━━ Supplied records

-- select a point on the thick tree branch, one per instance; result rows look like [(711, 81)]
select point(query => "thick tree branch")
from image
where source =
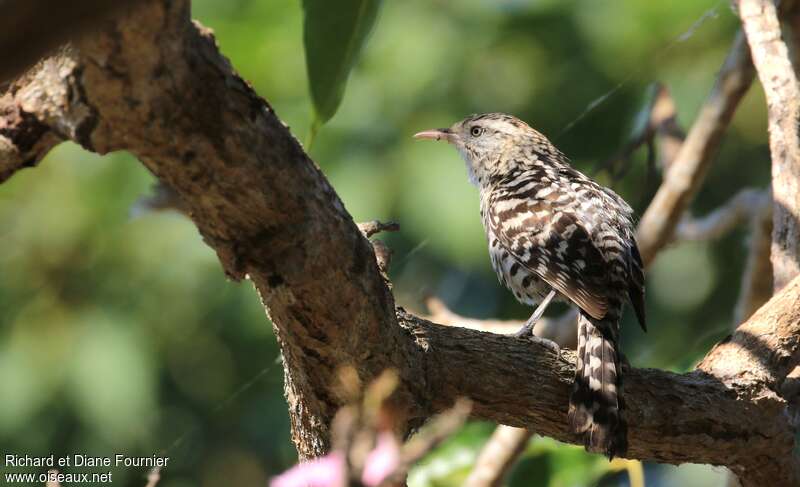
[(31, 28), (155, 84)]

━━━━

◆ Short exercise ◆
Rewrite the records above as a numbered list, one line per entry, with no blank lines. Leave the picture out of your answer.

◆ Solved exercise ◆
1. -- select a point on the thick tree branch, one per instance; result rows look like [(711, 81)]
2. select point(query => "thick tree branch")
3. from image
4. where source =
5. [(31, 28), (155, 84)]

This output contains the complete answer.